[start TEXT EXCERPT]

People leaving prison with nowhere to go are planning to commit crimes just so they can get a roof over their heads again. How do we break out of this cycle, asks Ellie Groves
We have to ask what prison is for before we can understand how to be ‘tough on crime’. Why do we lock people up? Is it to enact justice, to keep dangerous people off the streets or to be a deterrent – something so awful it actively stops people from offending.
The Independent Monitoring Board for Thameside prison in Woolwich recently found that nearly half of the inmates facing imminent release are already planning on reoffending so they have somewhere to go, because a lack of ‘good hostel accommodation’ near them means they have nowhere to live.
It seems as though currently the United Kingdom is failing at all three objectives, especially for those most in need in our society.
The first, to enact justice. In the context of homeless people committing a crime so they can have a bed, where is this justice? Perhaps, there is a singular justice for the crime they commit. But where is the justice in a society which forces people to stand in front of a judge just to get a roof over their head? This seem an all too narrow view, justice for that simple crime might be carried out – but in the long-term, what does this achieve?
Arguably the middle objective might be carried out – dangerous people are put in prison, yes. But as the report found that people were actively seeking to carry out crimes for the simple purpose of having somewhere to sleep, so they can get a bed at night. A homeless person does not equate to being a dangerous person. To drive someone to commit a crime simply so they have a safe place to rest their head at night says something about our society, what it does not say is that the person is inherently dangerous.
The last, to act as a deterrent. This seems to speak for itself: when the government and society treats its citizens so badly that prison is a better option, prison is no longer a deterrent.
This report touches on an issue long known to those working with anyone who faced going to prison. One of the most powerful stories I saw was from an all-women charitable theatre company, Clean Break. It told stories by women who had been in prison of their experience of exiting and finally being free: they leave the prison entrance with a new lease of life, only to be met with the same street they were in before, the same dealer on the corner, the same cold hard floor welcoming them as a mattress and the same computers saying no. No to a job. No to a house. No to a chance.
This issue is two-fold. On the one hand those exiting prison have no one waiting for them at the gate. As more and more people are locked up for small amounts of time this cycle will continue. And to compound this, the number of rough sleepers, especially in cities, is rising. More people in sleeping bags, with empty coffee cups and a sense of abandonment. So as we hear of overcrowded prisons, an unquenchable drug culture and prison wardens at breaking point, is the best solution we can come up with to lock more homeless people up?

[end TEXT EXCERPT]
[start DATA ROWS]

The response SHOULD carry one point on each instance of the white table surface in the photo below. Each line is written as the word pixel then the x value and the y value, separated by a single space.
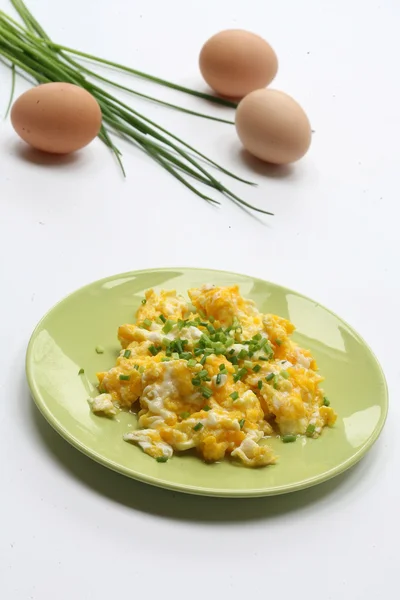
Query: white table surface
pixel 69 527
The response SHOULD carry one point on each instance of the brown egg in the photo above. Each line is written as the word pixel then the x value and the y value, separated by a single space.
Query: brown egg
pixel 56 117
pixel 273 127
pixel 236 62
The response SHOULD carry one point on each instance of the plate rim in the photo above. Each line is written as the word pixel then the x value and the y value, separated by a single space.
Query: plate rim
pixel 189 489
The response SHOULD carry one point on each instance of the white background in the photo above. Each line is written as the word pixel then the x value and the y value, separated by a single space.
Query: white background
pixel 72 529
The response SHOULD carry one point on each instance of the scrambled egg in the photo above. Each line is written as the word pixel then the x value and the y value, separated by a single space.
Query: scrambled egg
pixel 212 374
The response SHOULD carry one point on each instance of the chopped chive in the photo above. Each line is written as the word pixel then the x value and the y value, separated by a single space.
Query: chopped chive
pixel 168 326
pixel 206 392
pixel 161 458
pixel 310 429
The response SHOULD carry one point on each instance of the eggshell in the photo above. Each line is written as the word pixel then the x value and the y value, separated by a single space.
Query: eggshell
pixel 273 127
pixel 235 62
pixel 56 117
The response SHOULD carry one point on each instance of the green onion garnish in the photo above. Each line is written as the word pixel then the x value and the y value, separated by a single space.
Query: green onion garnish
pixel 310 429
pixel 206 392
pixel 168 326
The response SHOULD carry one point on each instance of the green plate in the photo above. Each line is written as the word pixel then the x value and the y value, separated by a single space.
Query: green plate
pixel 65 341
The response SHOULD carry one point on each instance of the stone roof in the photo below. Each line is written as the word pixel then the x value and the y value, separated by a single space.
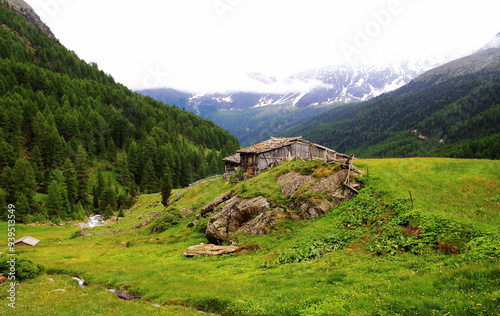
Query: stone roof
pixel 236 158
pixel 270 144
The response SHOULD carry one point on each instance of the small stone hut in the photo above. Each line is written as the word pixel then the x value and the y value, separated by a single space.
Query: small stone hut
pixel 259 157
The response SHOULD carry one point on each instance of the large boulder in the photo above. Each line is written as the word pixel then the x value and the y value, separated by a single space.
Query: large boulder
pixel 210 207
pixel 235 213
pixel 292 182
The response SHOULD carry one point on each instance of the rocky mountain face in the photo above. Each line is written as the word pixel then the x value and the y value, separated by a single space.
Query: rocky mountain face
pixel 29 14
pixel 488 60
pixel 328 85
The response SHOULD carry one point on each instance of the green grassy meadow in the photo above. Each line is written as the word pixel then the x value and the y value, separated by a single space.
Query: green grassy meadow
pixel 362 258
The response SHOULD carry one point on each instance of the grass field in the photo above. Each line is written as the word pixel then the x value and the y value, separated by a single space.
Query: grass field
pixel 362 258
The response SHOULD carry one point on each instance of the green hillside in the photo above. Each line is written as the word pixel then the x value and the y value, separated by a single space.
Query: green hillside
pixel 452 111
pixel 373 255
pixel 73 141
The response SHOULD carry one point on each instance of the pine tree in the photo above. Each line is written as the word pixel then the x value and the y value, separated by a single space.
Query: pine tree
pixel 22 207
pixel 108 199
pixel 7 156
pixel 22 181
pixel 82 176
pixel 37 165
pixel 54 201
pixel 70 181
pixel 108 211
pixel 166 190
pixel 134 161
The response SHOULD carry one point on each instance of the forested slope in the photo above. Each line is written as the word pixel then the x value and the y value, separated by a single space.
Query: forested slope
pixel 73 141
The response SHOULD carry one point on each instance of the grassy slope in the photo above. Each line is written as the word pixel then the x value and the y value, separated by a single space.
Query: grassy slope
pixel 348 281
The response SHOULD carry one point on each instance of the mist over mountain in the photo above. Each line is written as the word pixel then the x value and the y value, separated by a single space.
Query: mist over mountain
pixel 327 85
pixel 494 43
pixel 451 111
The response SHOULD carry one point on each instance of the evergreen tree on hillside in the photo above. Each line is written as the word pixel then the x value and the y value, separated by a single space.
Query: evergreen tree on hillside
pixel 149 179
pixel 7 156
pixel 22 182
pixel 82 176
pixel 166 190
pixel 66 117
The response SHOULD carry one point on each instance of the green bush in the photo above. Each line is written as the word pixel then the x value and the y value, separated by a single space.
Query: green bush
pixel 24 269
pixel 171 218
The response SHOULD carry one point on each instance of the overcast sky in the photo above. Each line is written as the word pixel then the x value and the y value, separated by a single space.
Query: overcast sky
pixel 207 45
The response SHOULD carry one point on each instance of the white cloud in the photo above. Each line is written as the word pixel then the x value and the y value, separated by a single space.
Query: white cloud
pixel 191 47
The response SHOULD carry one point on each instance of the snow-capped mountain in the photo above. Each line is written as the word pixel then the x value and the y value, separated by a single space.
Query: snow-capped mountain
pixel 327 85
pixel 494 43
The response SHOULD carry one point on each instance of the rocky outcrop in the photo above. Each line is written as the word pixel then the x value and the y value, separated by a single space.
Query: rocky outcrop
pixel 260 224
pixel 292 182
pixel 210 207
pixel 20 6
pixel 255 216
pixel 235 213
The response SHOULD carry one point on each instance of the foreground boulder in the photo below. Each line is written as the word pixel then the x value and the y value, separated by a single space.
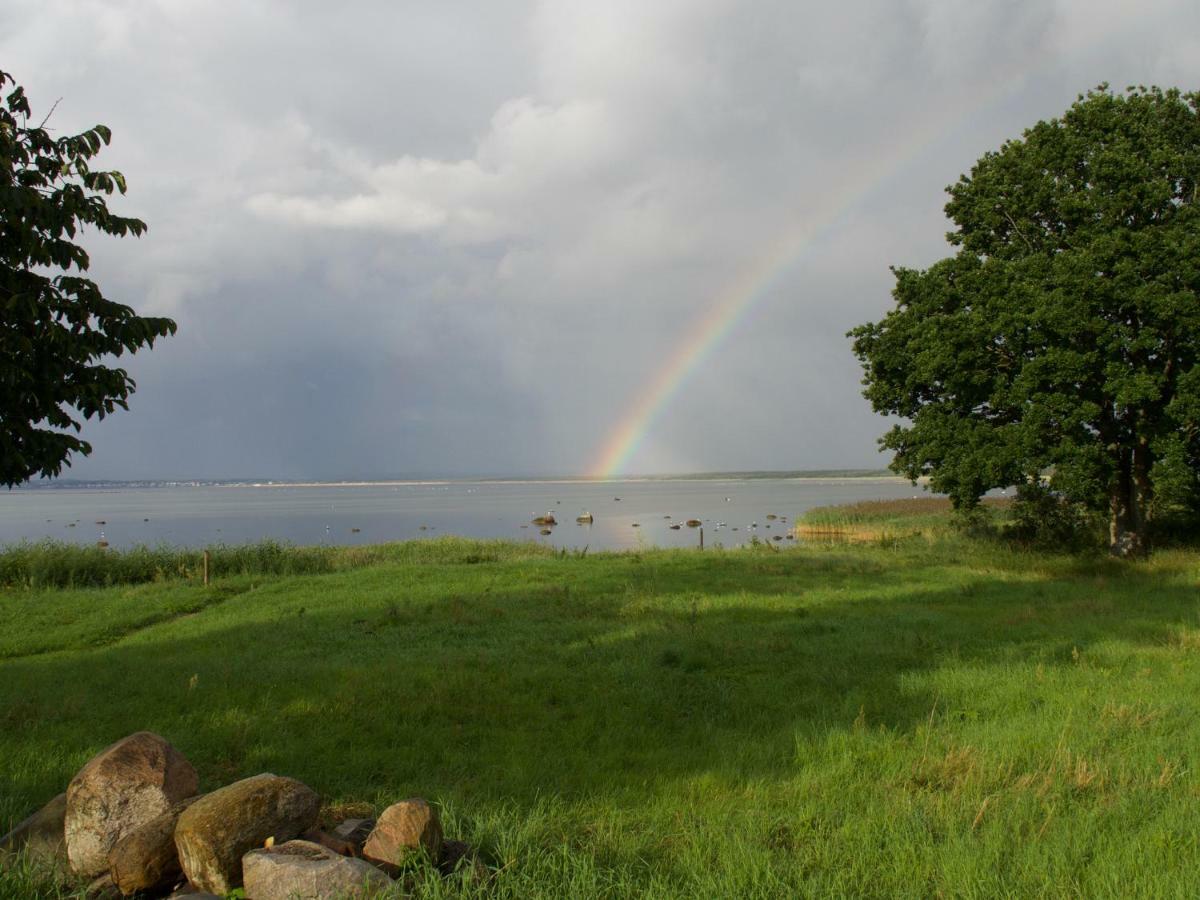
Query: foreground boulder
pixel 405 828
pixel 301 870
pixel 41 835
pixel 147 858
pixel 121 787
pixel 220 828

[end DATA ROWS]
[start DATA ROWS]

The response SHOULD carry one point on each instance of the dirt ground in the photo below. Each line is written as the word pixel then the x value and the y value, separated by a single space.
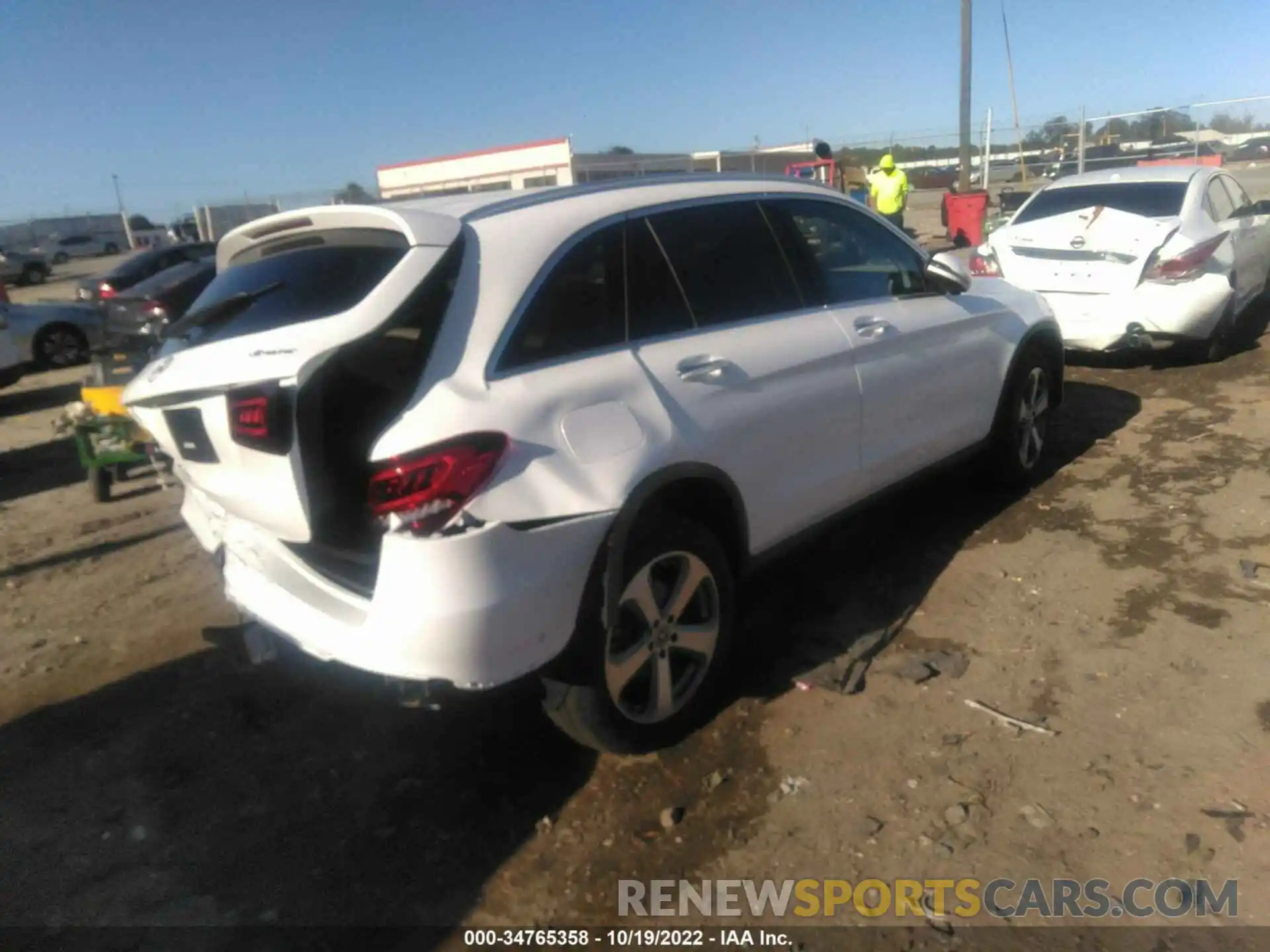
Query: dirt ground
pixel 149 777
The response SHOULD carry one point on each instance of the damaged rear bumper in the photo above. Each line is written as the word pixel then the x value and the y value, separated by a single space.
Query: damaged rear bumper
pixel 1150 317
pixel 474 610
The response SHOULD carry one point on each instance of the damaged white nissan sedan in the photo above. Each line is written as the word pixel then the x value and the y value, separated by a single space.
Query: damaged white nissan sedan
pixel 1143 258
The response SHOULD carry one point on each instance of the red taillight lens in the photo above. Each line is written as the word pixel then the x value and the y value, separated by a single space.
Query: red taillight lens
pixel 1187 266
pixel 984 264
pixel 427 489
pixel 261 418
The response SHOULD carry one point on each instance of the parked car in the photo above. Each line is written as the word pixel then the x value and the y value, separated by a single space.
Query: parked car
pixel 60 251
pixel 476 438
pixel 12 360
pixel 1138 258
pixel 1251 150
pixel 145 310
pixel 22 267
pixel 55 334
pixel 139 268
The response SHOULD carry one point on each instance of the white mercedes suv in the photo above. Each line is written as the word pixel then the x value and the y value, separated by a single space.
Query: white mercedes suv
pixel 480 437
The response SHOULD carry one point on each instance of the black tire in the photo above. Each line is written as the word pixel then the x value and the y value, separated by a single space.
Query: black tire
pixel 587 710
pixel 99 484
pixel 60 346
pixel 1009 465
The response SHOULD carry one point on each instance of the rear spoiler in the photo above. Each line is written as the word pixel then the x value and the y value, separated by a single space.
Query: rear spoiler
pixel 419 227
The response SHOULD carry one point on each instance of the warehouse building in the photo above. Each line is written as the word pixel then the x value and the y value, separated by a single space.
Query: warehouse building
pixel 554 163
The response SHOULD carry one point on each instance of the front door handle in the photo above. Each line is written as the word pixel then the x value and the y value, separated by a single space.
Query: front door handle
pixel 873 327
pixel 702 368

[end DATA ROWS]
[start DATA ROWS]

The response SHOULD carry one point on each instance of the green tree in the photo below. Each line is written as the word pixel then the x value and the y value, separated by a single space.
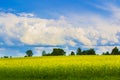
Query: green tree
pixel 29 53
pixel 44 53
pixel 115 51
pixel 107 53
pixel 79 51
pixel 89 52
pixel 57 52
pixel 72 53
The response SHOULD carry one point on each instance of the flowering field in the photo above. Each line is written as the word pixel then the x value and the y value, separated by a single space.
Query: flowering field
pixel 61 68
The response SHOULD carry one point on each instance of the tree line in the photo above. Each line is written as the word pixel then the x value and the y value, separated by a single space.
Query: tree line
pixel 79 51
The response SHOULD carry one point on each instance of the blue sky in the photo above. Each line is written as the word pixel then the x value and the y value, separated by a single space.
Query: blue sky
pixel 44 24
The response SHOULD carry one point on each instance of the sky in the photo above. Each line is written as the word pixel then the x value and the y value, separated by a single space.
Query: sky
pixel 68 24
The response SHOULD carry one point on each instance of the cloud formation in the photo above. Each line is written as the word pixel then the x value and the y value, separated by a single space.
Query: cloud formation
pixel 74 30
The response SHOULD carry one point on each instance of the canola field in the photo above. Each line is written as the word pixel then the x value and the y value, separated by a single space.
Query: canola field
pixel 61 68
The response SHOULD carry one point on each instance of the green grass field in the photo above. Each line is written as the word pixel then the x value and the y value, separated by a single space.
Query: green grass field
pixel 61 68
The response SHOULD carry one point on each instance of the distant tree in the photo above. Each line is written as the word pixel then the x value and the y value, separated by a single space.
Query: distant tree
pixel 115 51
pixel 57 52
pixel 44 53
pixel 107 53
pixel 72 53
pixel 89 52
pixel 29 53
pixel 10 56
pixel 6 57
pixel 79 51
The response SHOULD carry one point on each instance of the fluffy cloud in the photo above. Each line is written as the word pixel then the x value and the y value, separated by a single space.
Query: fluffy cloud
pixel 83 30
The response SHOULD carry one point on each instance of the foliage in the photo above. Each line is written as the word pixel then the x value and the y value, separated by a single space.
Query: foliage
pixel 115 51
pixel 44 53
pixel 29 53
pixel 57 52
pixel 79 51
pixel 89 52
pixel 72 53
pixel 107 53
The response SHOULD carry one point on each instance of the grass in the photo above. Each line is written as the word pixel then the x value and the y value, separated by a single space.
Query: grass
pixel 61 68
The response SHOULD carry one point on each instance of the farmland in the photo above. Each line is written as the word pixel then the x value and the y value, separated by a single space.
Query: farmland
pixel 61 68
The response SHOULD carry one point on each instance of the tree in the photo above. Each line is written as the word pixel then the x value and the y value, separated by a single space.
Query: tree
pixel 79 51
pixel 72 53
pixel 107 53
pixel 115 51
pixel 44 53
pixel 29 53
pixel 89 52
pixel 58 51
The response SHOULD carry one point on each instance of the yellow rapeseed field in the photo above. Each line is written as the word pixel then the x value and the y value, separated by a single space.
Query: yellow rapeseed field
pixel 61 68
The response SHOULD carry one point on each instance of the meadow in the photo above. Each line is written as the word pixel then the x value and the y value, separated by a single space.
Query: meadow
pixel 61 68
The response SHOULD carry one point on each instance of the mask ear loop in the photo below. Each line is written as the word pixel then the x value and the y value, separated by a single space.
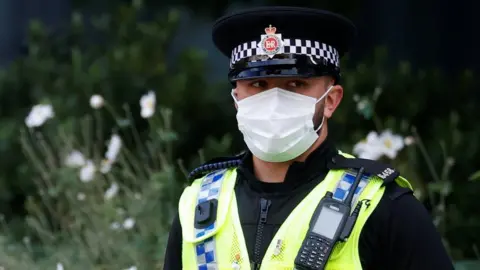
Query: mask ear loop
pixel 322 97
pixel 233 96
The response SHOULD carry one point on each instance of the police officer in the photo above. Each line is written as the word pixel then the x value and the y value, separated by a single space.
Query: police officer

[end DATA ROWS]

» EXERCISE OBJECTIVE:
Retype the passage from the prison and homelessness article above that begins with the words containing "This report touches" and ends with "to a chance.".

» FULL SOLUTION:
This report touches on an issue long known to those working with anyone who faced going to prison. One of the most powerful stories I saw was from an all-women charitable theatre company, Clean Break. It told stories by women who had been in prison of their experience of exiting and finally being free: they leave the prison entrance with a new lease of life, only to be met with the same street they were in before, the same dealer on the corner, the same cold hard floor welcoming them as a mattress and the same computers saying no. No to a job. No to a house. No to a chance.